* [PASSAGE]:

This review discusses the physiology of natriuretic peptides as a group and brain natriuretic peptide (BNP) in more detail. It will also highlight implications for the use of the natriuretic peptides in the diagnosis and treatment of patients with cardiovascular disease.


The heart secretes two major natriuretic peptides: atrial natriuretic peptide (ANP), which is synthesized in the atrial myocardium, and BNP, which is synthesized in the ventricular myocardium. Both ANP and BNP are released in response to atrial and ventricular stretch, respectively, and will cause balanced vasodilation, natriuresis, and inhibition of the sympathetic nervous system and the renin-angiotensin-aldosterone axis. BNP is reported to be the biochemical marker of choice for evaluating the acute risk of patients with cardiovascular disease states ranging from heart failure to myocardial ischemia. Increased blood BNP concentrations are highly predictive of the short- and long-term risk of cardiac death across the entire spectrum of acute coronary syndromes and in patients with decompensated congestive heart failure. Synthetic recombinant human BNP, which mimics the actions of endogenous BNP, has emerged as an important new therapeutic agent in patients with acute heart failure.


Current data suggest that single and serial plasma measurement of BNP concentrations is a useful tool in the diagnosis and risk stratification of patients with heart disease. Nesiritide, the human recombinant form of BNP, is a new promising parenteral treatment in decompensated heart failure.

* [QUESTIONS ON THE MATERIAL]:
A: From the natriuretic peptide review, copy the part that begins with the words containing "Current data suggest" and ends with "decompensated heart failure.".
B: According to the natriuretic peptide review, where is BNP synthesized?

Saved entries
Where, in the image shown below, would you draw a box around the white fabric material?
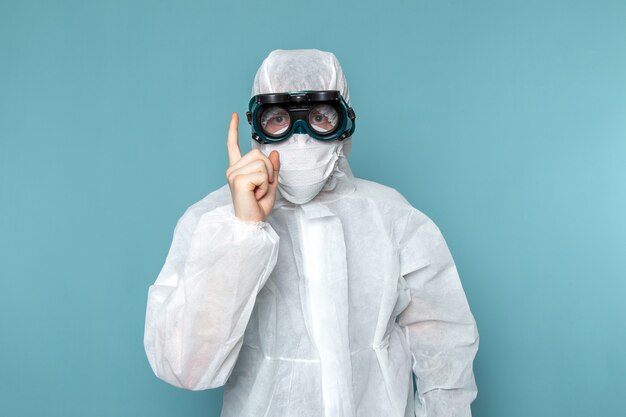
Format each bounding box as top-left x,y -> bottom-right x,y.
144,50 -> 479,417
258,133 -> 343,204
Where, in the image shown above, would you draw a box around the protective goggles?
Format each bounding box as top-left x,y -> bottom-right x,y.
246,90 -> 356,143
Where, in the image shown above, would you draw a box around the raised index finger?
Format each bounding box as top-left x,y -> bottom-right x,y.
226,112 -> 241,166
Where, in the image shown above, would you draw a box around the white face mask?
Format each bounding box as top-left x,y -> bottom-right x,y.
259,134 -> 343,204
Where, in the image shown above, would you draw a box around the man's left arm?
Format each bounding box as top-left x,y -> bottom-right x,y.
398,210 -> 479,417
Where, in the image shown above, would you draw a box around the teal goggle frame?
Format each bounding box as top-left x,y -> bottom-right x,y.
246,90 -> 356,143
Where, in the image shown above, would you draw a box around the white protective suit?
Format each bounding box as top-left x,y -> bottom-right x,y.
144,50 -> 478,417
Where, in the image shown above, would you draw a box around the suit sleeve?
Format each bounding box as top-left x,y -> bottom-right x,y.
398,210 -> 479,417
144,204 -> 279,391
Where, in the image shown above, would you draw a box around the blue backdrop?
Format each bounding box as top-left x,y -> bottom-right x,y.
0,0 -> 626,417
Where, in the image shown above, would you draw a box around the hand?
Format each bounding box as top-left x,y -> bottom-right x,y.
226,113 -> 280,222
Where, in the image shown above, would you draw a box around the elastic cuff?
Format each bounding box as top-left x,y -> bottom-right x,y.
231,213 -> 269,230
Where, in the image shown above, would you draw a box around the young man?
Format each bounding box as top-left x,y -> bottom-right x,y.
145,50 -> 478,417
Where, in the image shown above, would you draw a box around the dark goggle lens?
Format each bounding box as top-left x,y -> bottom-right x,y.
309,104 -> 339,135
260,106 -> 291,136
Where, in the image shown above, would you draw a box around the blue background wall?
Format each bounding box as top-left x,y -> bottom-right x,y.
0,0 -> 626,417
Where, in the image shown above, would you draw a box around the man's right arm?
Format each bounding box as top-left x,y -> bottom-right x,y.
144,204 -> 279,390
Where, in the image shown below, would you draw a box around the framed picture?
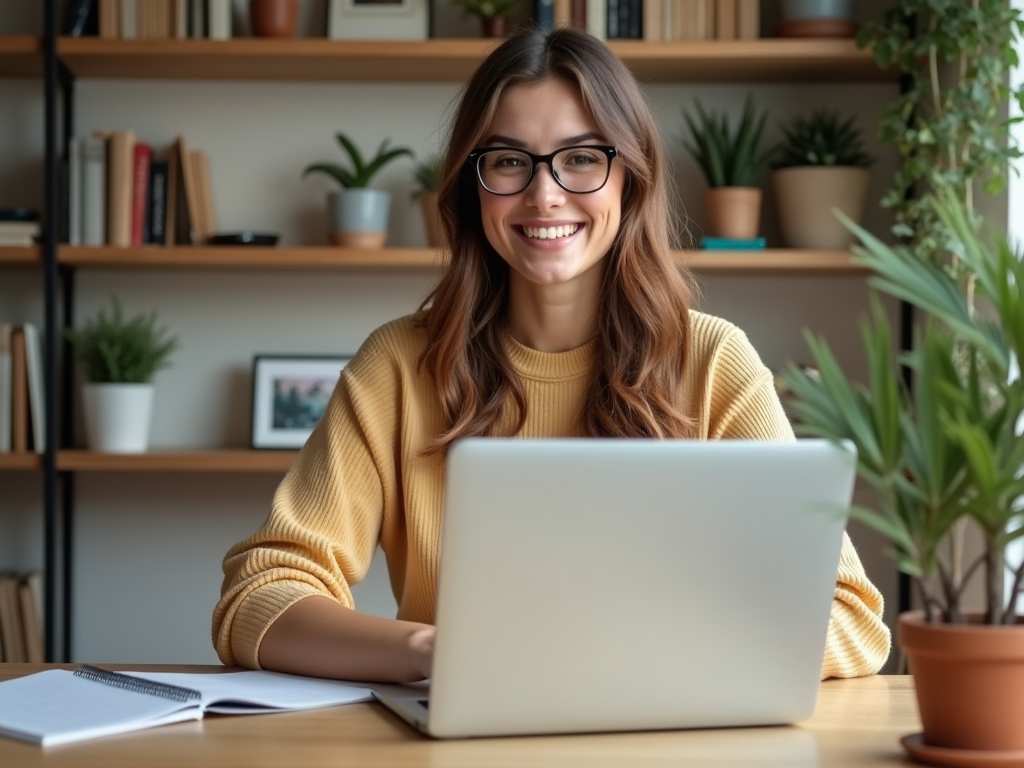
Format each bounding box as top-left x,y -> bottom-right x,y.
327,0 -> 430,40
252,354 -> 351,449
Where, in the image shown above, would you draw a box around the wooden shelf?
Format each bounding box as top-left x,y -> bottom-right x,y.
57,246 -> 440,270
0,35 -> 43,78
57,449 -> 298,473
57,246 -> 867,274
0,453 -> 43,472
0,246 -> 43,267
57,37 -> 896,83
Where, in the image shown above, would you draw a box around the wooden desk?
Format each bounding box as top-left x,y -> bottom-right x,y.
0,664 -> 920,768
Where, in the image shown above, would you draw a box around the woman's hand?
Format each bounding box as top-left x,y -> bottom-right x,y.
409,625 -> 435,679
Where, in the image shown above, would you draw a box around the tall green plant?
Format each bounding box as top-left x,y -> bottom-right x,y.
858,0 -> 1024,274
784,187 -> 1024,624
65,296 -> 178,384
683,96 -> 774,187
302,133 -> 413,188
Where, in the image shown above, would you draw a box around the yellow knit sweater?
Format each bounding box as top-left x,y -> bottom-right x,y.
213,312 -> 890,678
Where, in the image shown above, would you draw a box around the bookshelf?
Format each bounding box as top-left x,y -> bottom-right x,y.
57,246 -> 867,274
57,38 -> 896,83
57,449 -> 298,474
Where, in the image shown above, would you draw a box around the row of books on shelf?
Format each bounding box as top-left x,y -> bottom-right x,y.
0,571 -> 46,664
552,0 -> 761,42
69,0 -> 231,40
0,220 -> 42,246
65,130 -> 215,247
63,0 -> 761,41
0,323 -> 46,454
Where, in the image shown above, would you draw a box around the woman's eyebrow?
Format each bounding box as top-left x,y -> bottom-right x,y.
483,131 -> 601,150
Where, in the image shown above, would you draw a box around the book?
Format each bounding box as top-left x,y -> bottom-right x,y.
0,323 -> 13,454
0,573 -> 27,664
0,665 -> 373,746
10,328 -> 29,454
17,578 -> 46,664
106,130 -> 135,248
82,134 -> 106,246
700,237 -> 765,251
22,323 -> 46,454
145,160 -> 168,244
131,141 -> 153,246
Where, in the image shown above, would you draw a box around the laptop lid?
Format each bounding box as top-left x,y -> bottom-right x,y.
427,438 -> 855,737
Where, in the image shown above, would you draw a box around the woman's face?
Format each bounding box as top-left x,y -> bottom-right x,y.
477,79 -> 626,287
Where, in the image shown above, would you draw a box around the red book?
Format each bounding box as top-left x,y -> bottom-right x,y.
131,141 -> 153,246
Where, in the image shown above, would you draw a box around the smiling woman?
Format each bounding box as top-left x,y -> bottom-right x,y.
213,28 -> 889,681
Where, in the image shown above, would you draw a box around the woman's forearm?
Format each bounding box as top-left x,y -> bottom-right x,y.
259,596 -> 434,682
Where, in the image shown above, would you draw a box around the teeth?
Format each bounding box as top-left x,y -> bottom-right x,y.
522,224 -> 580,240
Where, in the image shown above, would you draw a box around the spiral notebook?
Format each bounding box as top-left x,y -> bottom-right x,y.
0,665 -> 373,746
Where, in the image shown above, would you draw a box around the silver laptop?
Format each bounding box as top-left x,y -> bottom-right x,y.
376,438 -> 856,738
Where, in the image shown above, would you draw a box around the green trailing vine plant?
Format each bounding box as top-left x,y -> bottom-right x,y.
857,0 -> 1024,274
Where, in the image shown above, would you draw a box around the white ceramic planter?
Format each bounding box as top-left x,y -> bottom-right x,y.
82,384 -> 153,454
327,187 -> 391,248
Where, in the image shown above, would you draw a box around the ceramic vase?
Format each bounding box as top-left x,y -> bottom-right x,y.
82,384 -> 153,454
249,0 -> 299,38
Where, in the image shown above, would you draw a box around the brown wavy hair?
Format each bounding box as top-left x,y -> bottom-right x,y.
418,27 -> 694,453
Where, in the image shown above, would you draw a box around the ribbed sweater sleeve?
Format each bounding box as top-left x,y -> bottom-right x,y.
694,315 -> 891,680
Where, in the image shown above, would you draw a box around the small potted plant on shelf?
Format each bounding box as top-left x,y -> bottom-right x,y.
65,296 -> 178,454
450,0 -> 516,37
412,154 -> 441,248
786,188 -> 1024,765
771,108 -> 874,250
683,96 -> 772,240
302,133 -> 413,248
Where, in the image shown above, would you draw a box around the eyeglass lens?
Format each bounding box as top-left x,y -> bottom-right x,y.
476,146 -> 610,195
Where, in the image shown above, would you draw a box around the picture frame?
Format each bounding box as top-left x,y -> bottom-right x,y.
251,354 -> 351,450
327,0 -> 430,40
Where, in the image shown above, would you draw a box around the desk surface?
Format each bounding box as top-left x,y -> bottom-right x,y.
0,664 -> 920,768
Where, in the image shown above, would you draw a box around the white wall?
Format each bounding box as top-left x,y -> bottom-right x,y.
0,3 -> 909,663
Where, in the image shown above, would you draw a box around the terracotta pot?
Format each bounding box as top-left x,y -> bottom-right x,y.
772,166 -> 871,251
420,193 -> 441,248
897,611 -> 1024,753
249,0 -> 299,37
705,186 -> 761,240
480,16 -> 509,37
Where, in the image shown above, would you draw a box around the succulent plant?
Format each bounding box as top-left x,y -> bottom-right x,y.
773,108 -> 874,168
683,96 -> 774,187
302,133 -> 413,188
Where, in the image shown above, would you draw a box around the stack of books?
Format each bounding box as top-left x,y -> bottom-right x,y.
534,0 -> 761,42
67,130 -> 216,247
0,208 -> 41,246
0,571 -> 46,664
0,323 -> 46,454
63,0 -> 231,40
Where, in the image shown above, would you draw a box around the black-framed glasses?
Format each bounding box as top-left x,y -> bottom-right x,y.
468,144 -> 617,195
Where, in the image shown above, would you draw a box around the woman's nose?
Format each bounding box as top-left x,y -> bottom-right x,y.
526,163 -> 565,208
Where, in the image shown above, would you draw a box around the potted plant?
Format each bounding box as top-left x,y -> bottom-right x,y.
302,132 -> 413,248
412,154 -> 442,248
65,296 -> 178,454
683,96 -> 772,240
771,108 -> 873,250
785,189 -> 1024,765
450,0 -> 516,37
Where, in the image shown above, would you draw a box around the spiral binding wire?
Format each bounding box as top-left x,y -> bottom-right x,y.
75,665 -> 203,703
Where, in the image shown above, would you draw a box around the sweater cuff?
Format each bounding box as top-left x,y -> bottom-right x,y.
230,582 -> 324,670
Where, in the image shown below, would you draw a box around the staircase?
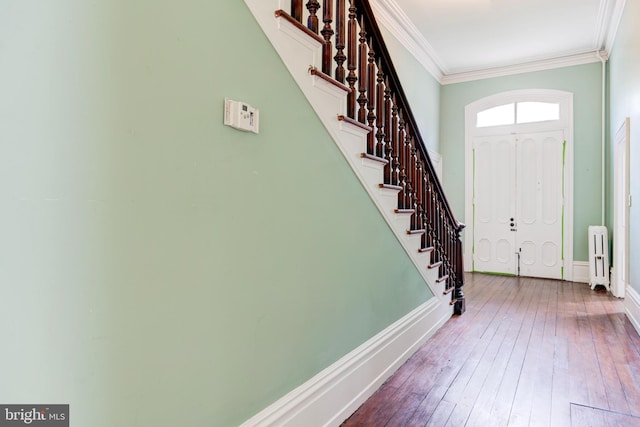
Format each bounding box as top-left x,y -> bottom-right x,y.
245,0 -> 465,314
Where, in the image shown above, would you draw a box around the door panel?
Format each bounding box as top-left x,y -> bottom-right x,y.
473,135 -> 516,274
516,131 -> 564,279
473,131 -> 564,278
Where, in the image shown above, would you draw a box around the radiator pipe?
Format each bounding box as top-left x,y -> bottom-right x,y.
596,50 -> 609,225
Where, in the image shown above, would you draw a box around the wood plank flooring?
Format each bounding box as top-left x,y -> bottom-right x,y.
343,274 -> 640,427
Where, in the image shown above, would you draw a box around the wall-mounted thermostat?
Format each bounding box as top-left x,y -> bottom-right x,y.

* [RESULTS OF THE EXERCISE]:
A:
Current data suggest that single and serial plasma measurement of BNP concentrations is a useful tool in the diagnosis and risk stratification of patients with heart disease. Nesiritide, the human recombinant form of BNP, is a new promising parenteral treatment in decompensated heart failure.

B: In the ventricular myocardium.